Supplied text:
Moses is angry at first, but chooses to grant their request if they promise to at least help the other tribes claim the land God has promised to them.
What in the world is this part of Bible history all about?
I did some research and discovered that generations before, Jacob had prophesied that Reuben’s family would fall short.
In Genesis 49:3-4, Jacob had said,
“Reuben, you are my firstborn, my might and the beginning of my strength, the excellency of dignity and the excellency of power. Unstable as water, you shall not excel, because you went up to your father’s bed; then you defiled it.”
Fast forward to the years in the wilderness where Reuben’s tribe is told to camp on the south side of the tabernacle with Gad’s tribe.
The bond formed between these tribes was strong.
Strong enough for Gad’s family to be pulled into Reuben’s shortcoming………………
seeing land that looked “good enough” and “wanting it now” rather than waiting for what was best on the other side of the Jordan.
If we peek into the future, we find out this decision ends up being a bad one.
In II Kings we will learn that the land they settled in is eventually taken captive by the King of Assyria and the tribes of Reuben and Gad will find themselves living in what will then be named Ninevah.
So what do I do with all of this information??
The Midiianites are dead.
And the Reubenites and Gadites are doomed.
I refuse to close my Bible and move on with my day without something to carry with me.
I know
“All Scripture is God-breathed and is useful for teaching……“
(II Tim. 3:16)
So there’s something here.
Something I need to know.
So I sit and think.
Lord, teach me.
I keep going back to the fact that God knows how easily evil would spread if the Midianites were allowed to influence the Israelites.
And how the Reubenites and Gadites had become like-minded as shepherding tribes who spent all their time together,
eventually wanting the first good land they saw,
even if that meant missing life in the Promised Land.
I’m hearing a phrase in my mind I’ve heard all my life,
“Birds of a feather flock together.”
I guess shepherds who think alike “flock” together too.
And that’s what God is saying in these chapters.
Choose your company wisely.
And do not settle where you don’t want to stay.

Parts of the exercise:
**A.** Answer these questions from the Bible reflection:
(i) Which chapter and verses of Genesis hold Jacob's words about Reuben?
(ii) On which side of the tabernacle was Reuben's tribe told to camp?
(iii) According to the reflection, who eventually takes captive the land where the tribes settled?
**B.** Copy the stretch of the Bible reflection from "The Midiianites are" through "need to know.", renaming "Gadites" as "sons of Gad".
The records that follow come from a different source than the Bible reflection.

Data:
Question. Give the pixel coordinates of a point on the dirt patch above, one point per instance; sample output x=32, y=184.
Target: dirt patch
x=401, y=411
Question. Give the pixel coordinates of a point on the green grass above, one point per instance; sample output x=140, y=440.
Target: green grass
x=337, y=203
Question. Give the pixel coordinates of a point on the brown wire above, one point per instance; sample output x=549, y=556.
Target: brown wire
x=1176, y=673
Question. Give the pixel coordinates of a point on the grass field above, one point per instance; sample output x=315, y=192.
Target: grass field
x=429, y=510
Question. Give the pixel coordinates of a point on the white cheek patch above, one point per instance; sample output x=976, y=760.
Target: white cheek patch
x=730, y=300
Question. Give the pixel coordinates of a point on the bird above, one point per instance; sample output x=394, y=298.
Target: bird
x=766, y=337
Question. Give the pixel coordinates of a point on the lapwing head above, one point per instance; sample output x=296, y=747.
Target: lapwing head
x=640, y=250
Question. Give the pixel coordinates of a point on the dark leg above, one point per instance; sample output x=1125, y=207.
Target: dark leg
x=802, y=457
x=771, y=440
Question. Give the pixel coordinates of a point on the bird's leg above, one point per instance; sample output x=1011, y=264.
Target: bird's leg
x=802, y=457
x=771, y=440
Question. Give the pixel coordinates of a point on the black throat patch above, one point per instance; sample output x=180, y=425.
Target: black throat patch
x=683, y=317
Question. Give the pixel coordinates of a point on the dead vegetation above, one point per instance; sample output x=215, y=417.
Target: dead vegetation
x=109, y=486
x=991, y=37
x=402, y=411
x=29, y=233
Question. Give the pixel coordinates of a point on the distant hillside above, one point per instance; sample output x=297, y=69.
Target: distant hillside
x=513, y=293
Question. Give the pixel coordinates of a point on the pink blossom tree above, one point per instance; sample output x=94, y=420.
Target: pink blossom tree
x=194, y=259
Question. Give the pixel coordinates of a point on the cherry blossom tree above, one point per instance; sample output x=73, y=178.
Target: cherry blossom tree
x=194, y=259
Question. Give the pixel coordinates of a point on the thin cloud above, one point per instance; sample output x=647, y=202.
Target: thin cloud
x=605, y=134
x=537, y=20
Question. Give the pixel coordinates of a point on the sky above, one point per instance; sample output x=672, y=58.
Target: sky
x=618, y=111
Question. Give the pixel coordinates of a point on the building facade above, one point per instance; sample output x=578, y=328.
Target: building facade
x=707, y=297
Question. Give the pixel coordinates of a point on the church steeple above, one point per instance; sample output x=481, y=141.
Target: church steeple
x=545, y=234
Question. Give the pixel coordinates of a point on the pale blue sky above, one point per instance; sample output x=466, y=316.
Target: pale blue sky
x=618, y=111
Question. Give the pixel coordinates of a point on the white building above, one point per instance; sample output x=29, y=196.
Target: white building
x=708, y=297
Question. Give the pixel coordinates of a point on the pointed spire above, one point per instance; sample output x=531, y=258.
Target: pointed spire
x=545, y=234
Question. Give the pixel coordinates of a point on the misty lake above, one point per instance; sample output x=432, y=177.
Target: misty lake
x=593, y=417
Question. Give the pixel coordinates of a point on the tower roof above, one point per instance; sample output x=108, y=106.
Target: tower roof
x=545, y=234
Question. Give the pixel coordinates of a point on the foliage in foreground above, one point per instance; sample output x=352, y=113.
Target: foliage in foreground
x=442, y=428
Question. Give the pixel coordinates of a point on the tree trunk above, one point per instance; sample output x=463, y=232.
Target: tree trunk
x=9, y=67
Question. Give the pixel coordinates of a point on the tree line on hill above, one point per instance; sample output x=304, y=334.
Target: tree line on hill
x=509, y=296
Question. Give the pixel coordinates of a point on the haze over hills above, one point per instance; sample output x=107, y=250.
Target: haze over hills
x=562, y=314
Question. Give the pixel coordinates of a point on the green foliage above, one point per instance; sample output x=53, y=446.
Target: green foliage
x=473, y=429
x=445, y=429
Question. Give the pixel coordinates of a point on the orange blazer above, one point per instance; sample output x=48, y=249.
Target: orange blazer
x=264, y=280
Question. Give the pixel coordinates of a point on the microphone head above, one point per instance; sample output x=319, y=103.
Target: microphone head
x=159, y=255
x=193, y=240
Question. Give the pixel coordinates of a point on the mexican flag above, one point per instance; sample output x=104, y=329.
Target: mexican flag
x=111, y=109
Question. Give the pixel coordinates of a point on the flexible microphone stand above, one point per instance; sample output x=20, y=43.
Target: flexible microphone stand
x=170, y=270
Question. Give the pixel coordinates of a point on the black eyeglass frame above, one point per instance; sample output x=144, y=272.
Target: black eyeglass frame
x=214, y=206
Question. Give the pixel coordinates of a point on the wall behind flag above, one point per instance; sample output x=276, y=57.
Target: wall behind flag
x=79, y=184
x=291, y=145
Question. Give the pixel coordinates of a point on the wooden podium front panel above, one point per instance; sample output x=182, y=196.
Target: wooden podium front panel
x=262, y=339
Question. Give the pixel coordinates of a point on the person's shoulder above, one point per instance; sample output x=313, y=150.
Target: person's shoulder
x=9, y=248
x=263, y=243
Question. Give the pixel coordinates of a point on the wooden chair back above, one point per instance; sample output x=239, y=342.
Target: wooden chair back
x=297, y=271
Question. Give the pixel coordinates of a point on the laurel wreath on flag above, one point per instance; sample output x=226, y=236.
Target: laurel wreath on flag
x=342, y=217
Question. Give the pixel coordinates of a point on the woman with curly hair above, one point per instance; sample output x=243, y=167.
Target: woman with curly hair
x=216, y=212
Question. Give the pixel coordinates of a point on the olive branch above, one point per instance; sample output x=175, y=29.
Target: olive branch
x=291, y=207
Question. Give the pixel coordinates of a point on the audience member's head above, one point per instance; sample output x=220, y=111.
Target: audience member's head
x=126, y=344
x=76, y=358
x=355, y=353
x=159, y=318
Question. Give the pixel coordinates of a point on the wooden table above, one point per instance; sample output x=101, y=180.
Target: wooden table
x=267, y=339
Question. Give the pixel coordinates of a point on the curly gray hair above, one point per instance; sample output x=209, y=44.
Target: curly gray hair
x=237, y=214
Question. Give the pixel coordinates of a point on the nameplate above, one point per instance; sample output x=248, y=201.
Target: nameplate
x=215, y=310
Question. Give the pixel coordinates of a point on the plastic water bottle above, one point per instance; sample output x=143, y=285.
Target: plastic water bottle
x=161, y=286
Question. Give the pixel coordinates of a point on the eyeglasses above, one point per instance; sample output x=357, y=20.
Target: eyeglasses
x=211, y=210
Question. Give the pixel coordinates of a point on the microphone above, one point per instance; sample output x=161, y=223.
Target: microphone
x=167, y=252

Results for the exercise:
**A.**
(i) Genesis 49:3-4
(ii) The south side
(iii) The King of Assyria

**B.**
The Midiianites are dead.
And the Reubenites and sons of Gad are doomed.
I refuse to close my Bible and move on with my day without something to carry with me.
I know
“All Scripture is God-breathed and is useful for teaching……“
(II Tim. 3:16)
So there’s something here.
Something I need to know.